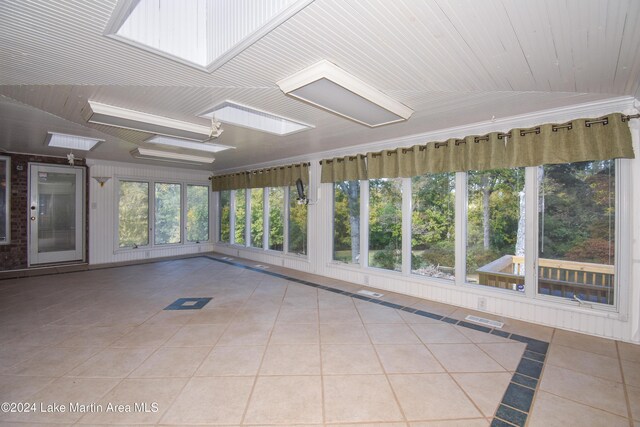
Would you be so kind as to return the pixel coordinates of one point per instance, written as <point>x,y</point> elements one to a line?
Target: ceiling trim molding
<point>559,115</point>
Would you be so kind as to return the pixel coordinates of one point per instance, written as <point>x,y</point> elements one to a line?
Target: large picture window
<point>224,216</point>
<point>241,217</point>
<point>576,226</point>
<point>433,201</point>
<point>197,213</point>
<point>168,214</point>
<point>496,228</point>
<point>297,223</point>
<point>5,194</point>
<point>257,217</point>
<point>346,221</point>
<point>276,218</point>
<point>385,223</point>
<point>133,214</point>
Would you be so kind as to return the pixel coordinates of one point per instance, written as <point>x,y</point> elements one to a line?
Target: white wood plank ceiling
<point>453,62</point>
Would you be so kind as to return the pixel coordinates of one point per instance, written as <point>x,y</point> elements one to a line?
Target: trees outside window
<point>576,226</point>
<point>197,213</point>
<point>297,223</point>
<point>276,219</point>
<point>168,214</point>
<point>224,216</point>
<point>346,221</point>
<point>133,214</point>
<point>433,201</point>
<point>241,217</point>
<point>257,217</point>
<point>495,228</point>
<point>385,223</point>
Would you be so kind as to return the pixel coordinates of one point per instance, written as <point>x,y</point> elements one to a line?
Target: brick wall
<point>14,255</point>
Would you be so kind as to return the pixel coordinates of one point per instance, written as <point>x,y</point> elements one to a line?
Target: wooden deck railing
<point>589,282</point>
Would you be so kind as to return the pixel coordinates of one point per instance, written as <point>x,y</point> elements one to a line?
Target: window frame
<point>265,215</point>
<point>151,209</point>
<point>185,211</point>
<point>622,235</point>
<point>7,200</point>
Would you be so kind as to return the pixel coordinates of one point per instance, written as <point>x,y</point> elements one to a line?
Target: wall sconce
<point>102,179</point>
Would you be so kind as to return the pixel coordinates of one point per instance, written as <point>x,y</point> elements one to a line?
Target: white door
<point>56,214</point>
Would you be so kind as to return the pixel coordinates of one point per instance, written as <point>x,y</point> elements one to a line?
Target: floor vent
<point>370,294</point>
<point>486,322</point>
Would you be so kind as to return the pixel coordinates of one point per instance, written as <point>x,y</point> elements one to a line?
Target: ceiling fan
<point>216,130</point>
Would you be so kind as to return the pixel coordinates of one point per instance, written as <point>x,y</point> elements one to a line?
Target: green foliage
<point>346,220</point>
<point>133,213</point>
<point>276,218</point>
<point>577,215</point>
<point>241,215</point>
<point>197,213</point>
<point>225,215</point>
<point>168,213</point>
<point>257,217</point>
<point>433,221</point>
<point>297,224</point>
<point>385,222</point>
<point>501,188</point>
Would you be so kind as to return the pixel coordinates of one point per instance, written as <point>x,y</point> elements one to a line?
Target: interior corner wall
<point>103,202</point>
<point>15,255</point>
<point>622,326</point>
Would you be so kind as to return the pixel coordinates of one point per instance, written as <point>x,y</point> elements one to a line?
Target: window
<point>576,226</point>
<point>168,213</point>
<point>496,228</point>
<point>197,213</point>
<point>346,221</point>
<point>133,214</point>
<point>385,223</point>
<point>224,216</point>
<point>5,197</point>
<point>241,217</point>
<point>433,201</point>
<point>257,217</point>
<point>297,223</point>
<point>276,218</point>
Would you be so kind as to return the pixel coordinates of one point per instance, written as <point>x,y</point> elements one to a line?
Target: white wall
<point>622,324</point>
<point>103,227</point>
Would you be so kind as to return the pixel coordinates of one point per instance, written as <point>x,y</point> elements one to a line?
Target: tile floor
<point>271,351</point>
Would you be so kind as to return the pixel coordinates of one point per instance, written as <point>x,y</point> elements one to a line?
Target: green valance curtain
<point>349,168</point>
<point>280,176</point>
<point>579,140</point>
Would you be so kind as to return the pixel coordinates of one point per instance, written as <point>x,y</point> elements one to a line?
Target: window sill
<point>483,291</point>
<point>157,248</point>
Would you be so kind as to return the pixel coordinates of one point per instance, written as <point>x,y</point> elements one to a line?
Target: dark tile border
<point>179,304</point>
<point>518,398</point>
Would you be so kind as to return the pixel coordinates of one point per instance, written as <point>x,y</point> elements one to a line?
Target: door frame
<point>31,239</point>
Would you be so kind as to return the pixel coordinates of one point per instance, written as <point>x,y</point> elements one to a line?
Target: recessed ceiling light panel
<point>189,145</point>
<point>201,33</point>
<point>109,115</point>
<point>169,156</point>
<point>71,142</point>
<point>329,87</point>
<point>252,118</point>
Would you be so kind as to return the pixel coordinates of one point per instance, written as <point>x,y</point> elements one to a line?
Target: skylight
<point>71,142</point>
<point>249,117</point>
<point>190,145</point>
<point>204,33</point>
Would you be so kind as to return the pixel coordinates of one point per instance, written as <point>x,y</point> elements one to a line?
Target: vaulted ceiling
<point>453,62</point>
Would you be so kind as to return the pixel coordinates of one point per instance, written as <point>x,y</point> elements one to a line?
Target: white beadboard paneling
<point>103,227</point>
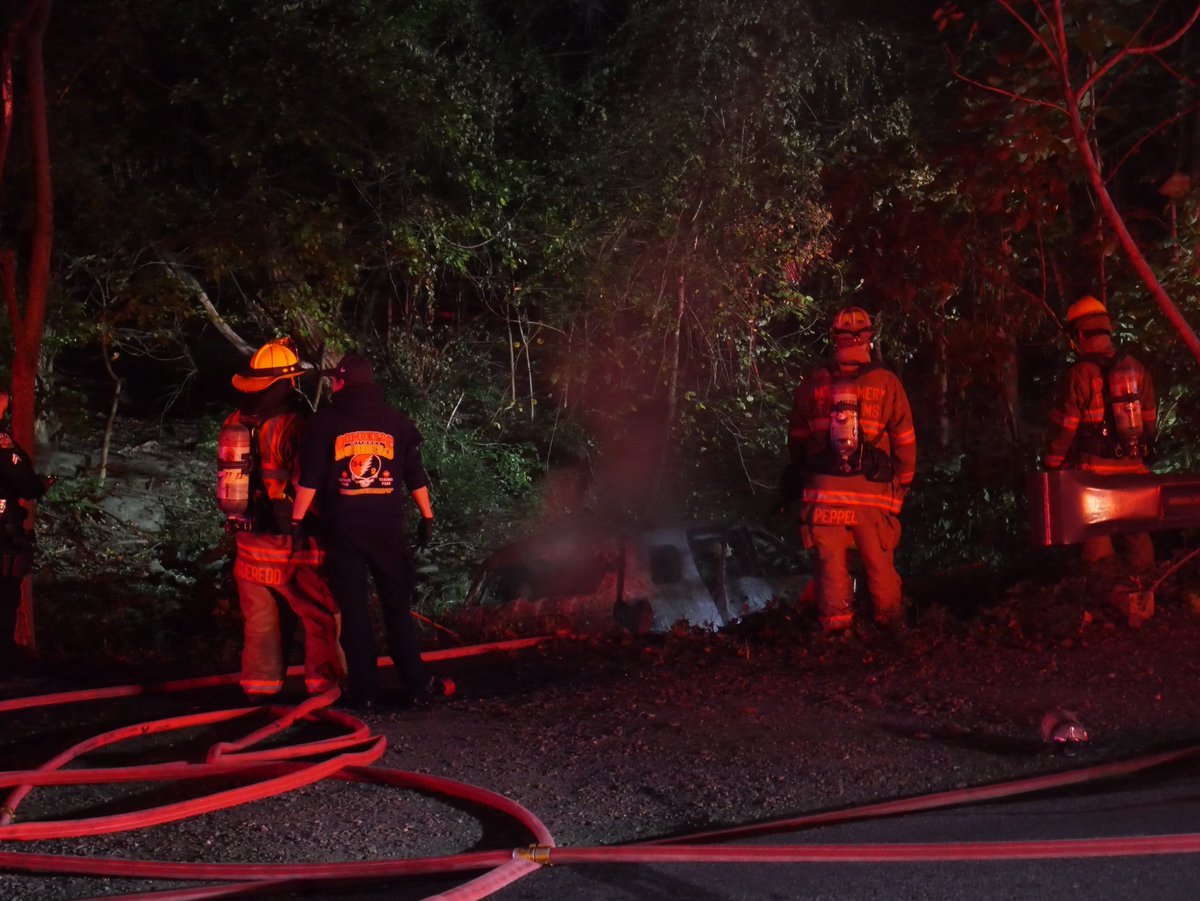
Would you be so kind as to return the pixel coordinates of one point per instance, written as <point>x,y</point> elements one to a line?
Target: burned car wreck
<point>594,580</point>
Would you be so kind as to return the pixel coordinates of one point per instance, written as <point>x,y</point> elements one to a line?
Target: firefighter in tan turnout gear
<point>1104,421</point>
<point>257,472</point>
<point>851,436</point>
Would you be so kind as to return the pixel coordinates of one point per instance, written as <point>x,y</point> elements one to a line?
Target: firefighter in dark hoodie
<point>851,439</point>
<point>360,461</point>
<point>18,482</point>
<point>277,583</point>
<point>1103,421</point>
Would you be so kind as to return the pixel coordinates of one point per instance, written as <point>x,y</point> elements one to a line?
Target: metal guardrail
<point>1068,506</point>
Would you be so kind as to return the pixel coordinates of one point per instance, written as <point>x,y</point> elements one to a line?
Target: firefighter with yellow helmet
<point>1104,420</point>
<point>257,472</point>
<point>851,437</point>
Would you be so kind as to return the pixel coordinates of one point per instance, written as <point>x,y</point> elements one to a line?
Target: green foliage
<point>953,517</point>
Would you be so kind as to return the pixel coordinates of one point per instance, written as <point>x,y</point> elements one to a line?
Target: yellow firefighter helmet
<point>273,361</point>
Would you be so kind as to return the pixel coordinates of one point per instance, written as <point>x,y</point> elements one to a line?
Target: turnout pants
<point>875,534</point>
<point>351,556</point>
<point>269,576</point>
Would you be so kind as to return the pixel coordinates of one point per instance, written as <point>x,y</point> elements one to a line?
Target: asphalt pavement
<point>1155,804</point>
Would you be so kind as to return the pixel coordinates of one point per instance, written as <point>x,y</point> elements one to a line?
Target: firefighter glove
<point>424,532</point>
<point>299,533</point>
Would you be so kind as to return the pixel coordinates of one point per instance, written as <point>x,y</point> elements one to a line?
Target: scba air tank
<point>1127,419</point>
<point>233,468</point>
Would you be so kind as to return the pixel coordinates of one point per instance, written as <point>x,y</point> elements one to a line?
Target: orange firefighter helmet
<point>851,320</point>
<point>1085,308</point>
<point>273,361</point>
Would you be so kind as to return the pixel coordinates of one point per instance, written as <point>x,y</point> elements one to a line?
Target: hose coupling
<point>534,853</point>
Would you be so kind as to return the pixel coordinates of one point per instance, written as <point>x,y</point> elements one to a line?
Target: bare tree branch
<point>191,284</point>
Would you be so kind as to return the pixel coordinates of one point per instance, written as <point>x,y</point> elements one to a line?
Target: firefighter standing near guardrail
<point>851,436</point>
<point>1103,421</point>
<point>258,462</point>
<point>361,461</point>
<point>18,481</point>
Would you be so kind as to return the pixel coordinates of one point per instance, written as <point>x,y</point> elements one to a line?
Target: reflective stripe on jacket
<point>1079,403</point>
<point>885,424</point>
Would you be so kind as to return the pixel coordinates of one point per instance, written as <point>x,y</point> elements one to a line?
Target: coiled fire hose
<point>349,756</point>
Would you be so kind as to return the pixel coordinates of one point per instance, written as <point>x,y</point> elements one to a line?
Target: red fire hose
<point>347,756</point>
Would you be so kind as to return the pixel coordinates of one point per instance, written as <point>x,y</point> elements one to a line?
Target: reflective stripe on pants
<point>876,535</point>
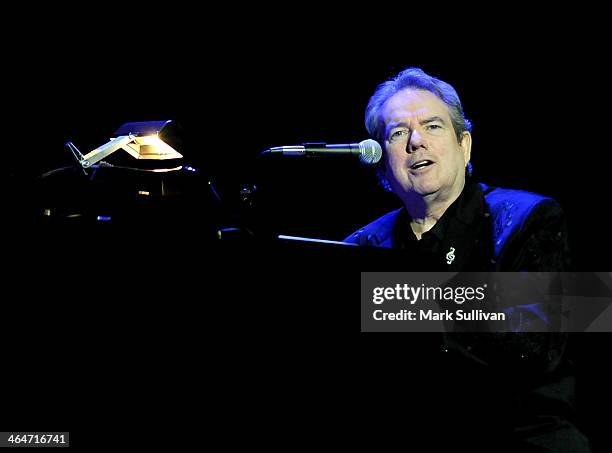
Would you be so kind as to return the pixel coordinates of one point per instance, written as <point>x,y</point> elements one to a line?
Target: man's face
<point>423,155</point>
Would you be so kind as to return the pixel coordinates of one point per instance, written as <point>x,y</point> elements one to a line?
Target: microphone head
<point>370,152</point>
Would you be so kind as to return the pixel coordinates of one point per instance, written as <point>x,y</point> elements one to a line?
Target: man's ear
<point>466,146</point>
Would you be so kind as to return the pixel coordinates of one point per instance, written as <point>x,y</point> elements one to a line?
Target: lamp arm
<point>102,151</point>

• _SET EXERCISE_: Report every line of the items above that contains the word "guardrail", treating uppercase and lowercase letters as distinct.

• _TASK OUTPUT_:
Target: metal guardrail
Target: firefighter standing near guardrail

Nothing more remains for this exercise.